Write out the data again in full, keeping every character the same.

[Saved entries]
-------------------------

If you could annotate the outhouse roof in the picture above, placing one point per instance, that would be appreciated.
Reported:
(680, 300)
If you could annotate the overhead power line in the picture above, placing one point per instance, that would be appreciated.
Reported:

-------------------------

■ **ANSWER BOX**
If you could annotate the outhouse roof in the picture above, placing one point per instance, that would be appreciated.
Reported:
(680, 300)
If you could annotate the overhead power line in the picture above, placing one point per instance, that would be appreciated.
Reported:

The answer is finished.